REQUIRED TASK => Retype each of the following lines exactly as it stands.

*****

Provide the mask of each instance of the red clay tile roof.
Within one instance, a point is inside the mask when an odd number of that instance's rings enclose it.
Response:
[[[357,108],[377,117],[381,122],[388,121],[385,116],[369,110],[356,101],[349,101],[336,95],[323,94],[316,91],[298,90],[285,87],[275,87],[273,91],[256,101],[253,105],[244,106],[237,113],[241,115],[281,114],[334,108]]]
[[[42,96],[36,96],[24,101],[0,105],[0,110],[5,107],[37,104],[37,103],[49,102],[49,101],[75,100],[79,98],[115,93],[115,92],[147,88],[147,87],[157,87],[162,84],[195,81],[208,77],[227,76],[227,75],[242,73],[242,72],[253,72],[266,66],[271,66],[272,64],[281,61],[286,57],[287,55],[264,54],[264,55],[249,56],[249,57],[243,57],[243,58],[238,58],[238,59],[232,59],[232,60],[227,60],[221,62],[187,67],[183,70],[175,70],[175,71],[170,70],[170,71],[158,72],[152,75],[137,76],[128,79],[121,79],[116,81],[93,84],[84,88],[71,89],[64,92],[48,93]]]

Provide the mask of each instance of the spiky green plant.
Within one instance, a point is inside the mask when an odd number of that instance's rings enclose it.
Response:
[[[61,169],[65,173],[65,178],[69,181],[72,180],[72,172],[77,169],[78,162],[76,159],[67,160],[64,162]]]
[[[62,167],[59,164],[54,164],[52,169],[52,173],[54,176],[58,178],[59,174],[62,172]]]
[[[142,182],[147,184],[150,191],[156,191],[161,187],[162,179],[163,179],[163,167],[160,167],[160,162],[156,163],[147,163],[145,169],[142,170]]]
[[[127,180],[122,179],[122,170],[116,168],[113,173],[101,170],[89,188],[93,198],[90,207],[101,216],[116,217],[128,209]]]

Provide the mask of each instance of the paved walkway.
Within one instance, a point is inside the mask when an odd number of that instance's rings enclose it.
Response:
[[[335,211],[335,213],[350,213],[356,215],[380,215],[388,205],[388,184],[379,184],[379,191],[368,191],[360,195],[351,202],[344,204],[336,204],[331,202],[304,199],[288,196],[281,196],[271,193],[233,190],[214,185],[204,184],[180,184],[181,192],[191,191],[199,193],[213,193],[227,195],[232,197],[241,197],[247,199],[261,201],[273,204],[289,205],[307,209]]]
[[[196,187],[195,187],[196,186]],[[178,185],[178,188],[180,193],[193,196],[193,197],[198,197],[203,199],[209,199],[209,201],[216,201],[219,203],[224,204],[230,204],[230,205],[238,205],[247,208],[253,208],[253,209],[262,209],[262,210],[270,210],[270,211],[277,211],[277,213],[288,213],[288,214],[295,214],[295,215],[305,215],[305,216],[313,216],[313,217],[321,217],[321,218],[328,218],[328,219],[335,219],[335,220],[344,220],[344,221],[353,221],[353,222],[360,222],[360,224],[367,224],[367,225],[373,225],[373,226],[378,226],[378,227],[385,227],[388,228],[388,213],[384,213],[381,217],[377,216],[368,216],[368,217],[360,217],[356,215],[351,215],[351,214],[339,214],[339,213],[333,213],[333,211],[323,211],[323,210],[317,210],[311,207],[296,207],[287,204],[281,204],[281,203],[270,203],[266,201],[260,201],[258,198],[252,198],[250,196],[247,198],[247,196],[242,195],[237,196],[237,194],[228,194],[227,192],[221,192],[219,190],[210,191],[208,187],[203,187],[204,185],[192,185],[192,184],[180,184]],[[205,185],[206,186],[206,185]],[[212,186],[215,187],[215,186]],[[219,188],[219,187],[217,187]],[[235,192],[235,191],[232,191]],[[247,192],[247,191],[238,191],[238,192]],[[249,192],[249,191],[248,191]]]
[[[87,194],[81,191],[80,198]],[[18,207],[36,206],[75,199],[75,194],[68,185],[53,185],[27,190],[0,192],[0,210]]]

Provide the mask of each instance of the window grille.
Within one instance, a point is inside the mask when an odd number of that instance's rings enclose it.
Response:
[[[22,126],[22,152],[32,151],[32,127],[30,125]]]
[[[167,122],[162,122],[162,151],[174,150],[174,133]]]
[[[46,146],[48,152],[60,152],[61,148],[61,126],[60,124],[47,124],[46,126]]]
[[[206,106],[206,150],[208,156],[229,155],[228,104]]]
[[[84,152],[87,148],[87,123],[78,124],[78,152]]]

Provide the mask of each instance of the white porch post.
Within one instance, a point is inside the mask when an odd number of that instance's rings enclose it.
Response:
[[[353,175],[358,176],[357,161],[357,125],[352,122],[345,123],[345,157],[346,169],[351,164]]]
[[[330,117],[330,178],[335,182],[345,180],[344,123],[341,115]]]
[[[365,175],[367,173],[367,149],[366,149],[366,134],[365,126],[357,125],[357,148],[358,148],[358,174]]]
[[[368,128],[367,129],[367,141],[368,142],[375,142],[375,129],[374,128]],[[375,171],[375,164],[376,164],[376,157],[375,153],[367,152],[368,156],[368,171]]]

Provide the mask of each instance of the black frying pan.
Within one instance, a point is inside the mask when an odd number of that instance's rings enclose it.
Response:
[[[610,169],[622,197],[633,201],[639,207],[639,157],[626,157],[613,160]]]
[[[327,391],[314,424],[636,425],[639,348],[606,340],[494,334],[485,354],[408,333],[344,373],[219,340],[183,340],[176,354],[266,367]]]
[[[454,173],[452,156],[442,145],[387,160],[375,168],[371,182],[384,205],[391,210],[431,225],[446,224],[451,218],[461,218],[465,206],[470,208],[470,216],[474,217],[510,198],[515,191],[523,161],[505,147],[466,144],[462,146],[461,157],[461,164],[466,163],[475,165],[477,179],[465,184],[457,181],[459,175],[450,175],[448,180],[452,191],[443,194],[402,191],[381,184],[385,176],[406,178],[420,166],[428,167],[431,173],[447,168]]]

*****

SOLUTION =>
Provide the mask of each instance of the red clay tile roof.
Within one instance, a point is inside the mask when an odd number of that instance's rings enclose it.
Response:
[[[357,108],[377,117],[381,122],[388,121],[385,116],[369,110],[356,101],[349,101],[336,95],[323,94],[316,91],[298,90],[285,87],[275,87],[273,91],[256,101],[253,105],[244,106],[237,113],[241,115],[281,114],[334,108]]]
[[[42,96],[36,96],[24,101],[0,105],[0,110],[5,107],[37,104],[37,103],[49,102],[49,101],[75,100],[79,98],[115,93],[115,92],[147,88],[147,87],[157,87],[162,84],[195,81],[208,77],[227,76],[227,75],[242,73],[242,72],[253,72],[266,66],[271,66],[272,64],[281,61],[286,57],[287,55],[264,54],[264,55],[249,56],[249,57],[243,57],[243,58],[238,58],[238,59],[232,59],[232,60],[227,60],[221,62],[187,67],[183,70],[175,70],[175,71],[170,70],[170,71],[158,72],[152,75],[137,76],[128,79],[121,79],[116,81],[93,84],[84,88],[71,89],[64,92],[48,93]]]

Provide the mask of each instance of the spiky green plant.
Within one instance, a point is inside the mask when an odd number of that instance's rings enclose it.
Response:
[[[61,169],[65,173],[65,178],[69,181],[72,180],[72,172],[77,169],[78,162],[76,159],[67,160],[64,162]]]
[[[62,167],[59,164],[54,164],[52,169],[52,173],[54,176],[58,178],[59,174],[62,172]]]
[[[142,182],[147,184],[150,191],[156,191],[161,187],[162,179],[163,179],[163,167],[160,167],[160,162],[156,163],[147,163],[145,169],[142,170]]]
[[[127,180],[122,179],[122,170],[116,168],[113,173],[101,170],[89,188],[93,198],[90,207],[101,216],[116,217],[128,209]]]

Provide the mask of each instance of the paved walkway.
Within one instance, a point is inside the mask when an odd number of that instance's rings enclose it.
Response:
[[[335,211],[335,213],[350,213],[356,215],[380,215],[388,205],[388,184],[379,184],[379,191],[368,191],[360,195],[351,202],[344,204],[336,204],[331,202],[304,199],[288,196],[281,196],[271,193],[233,190],[214,185],[204,184],[180,184],[181,192],[191,191],[199,193],[213,193],[227,195],[232,197],[241,197],[247,199],[261,201],[273,204],[289,205],[307,209]]]
[[[196,187],[195,187],[196,186]],[[178,185],[178,188],[180,193],[193,196],[193,197],[198,197],[203,199],[209,199],[209,201],[216,201],[219,203],[224,204],[230,204],[230,205],[238,205],[247,208],[253,208],[253,209],[262,209],[262,210],[270,210],[270,211],[277,211],[277,213],[288,213],[288,214],[295,214],[295,215],[305,215],[305,216],[313,216],[313,217],[321,217],[321,218],[328,218],[328,219],[335,219],[335,220],[344,220],[344,221],[353,221],[353,222],[360,222],[360,224],[367,224],[367,225],[373,225],[373,226],[378,226],[378,227],[385,227],[388,228],[388,213],[384,213],[381,217],[377,216],[368,216],[368,217],[360,217],[356,215],[351,215],[351,214],[339,214],[339,213],[333,213],[333,211],[323,211],[323,210],[317,210],[311,207],[296,207],[287,204],[281,204],[281,203],[270,203],[266,201],[260,201],[258,198],[252,198],[250,196],[247,198],[247,196],[242,195],[237,196],[237,194],[228,194],[227,192],[221,192],[219,190],[210,191],[208,187],[203,187],[204,185],[192,185],[192,184],[180,184]],[[205,185],[206,186],[206,185]],[[212,186],[215,187],[215,186]],[[219,188],[219,187],[217,187]],[[235,192],[235,191],[232,191]],[[247,192],[247,191],[238,191],[238,192]],[[249,192],[249,191],[248,191]]]
[[[87,194],[81,191],[80,198]],[[18,207],[36,206],[75,199],[75,194],[68,185],[53,185],[27,190],[0,192],[0,210]]]

Provide the mask of each instance of the window grille.
Within one instance, a point is inside the mask when an odd number of that instance's rings enclose it.
Response:
[[[22,126],[22,152],[32,151],[32,127],[30,125]]]
[[[167,122],[162,122],[162,151],[174,150],[174,133]]]
[[[46,146],[48,152],[60,152],[61,148],[61,126],[60,124],[47,124],[46,126]]]
[[[206,106],[206,150],[208,156],[229,155],[228,104]]]
[[[84,152],[87,148],[87,123],[78,124],[78,152]]]

Provide the mask of each instance of the white porch post.
Within one instance, a point is inside the mask when an odd number of that instance's rings enclose it.
Response:
[[[353,175],[358,176],[357,161],[357,125],[352,122],[345,123],[345,157],[346,169],[351,164]]]
[[[330,117],[330,178],[335,182],[345,180],[344,123],[341,115]]]
[[[365,175],[367,173],[367,149],[366,149],[366,134],[365,126],[357,125],[357,148],[358,148],[358,174]]]
[[[368,128],[367,129],[367,141],[368,142],[375,142],[375,129],[374,128]],[[375,171],[375,164],[376,164],[376,157],[375,153],[367,152],[368,156],[368,171]]]

Provide the mask of each instance of the black frying pan.
Within one instance, a point is inside the mask when an odd number of that instance's rings enclose it.
Response:
[[[610,169],[622,197],[633,201],[639,207],[639,157],[626,157],[613,160]]]
[[[327,391],[314,424],[636,425],[639,348],[606,340],[494,334],[485,354],[408,333],[344,373],[219,340],[183,340],[176,354],[266,367]]]
[[[454,173],[452,156],[442,145],[387,160],[375,168],[371,182],[384,205],[391,210],[431,225],[446,224],[451,218],[461,218],[465,206],[470,208],[470,216],[474,217],[510,198],[515,191],[523,161],[505,147],[466,144],[462,146],[461,157],[461,164],[466,163],[475,165],[477,179],[465,184],[457,181],[459,175],[450,175],[448,180],[452,191],[443,194],[402,191],[381,184],[385,176],[406,178],[420,166],[428,167],[431,173],[447,168]]]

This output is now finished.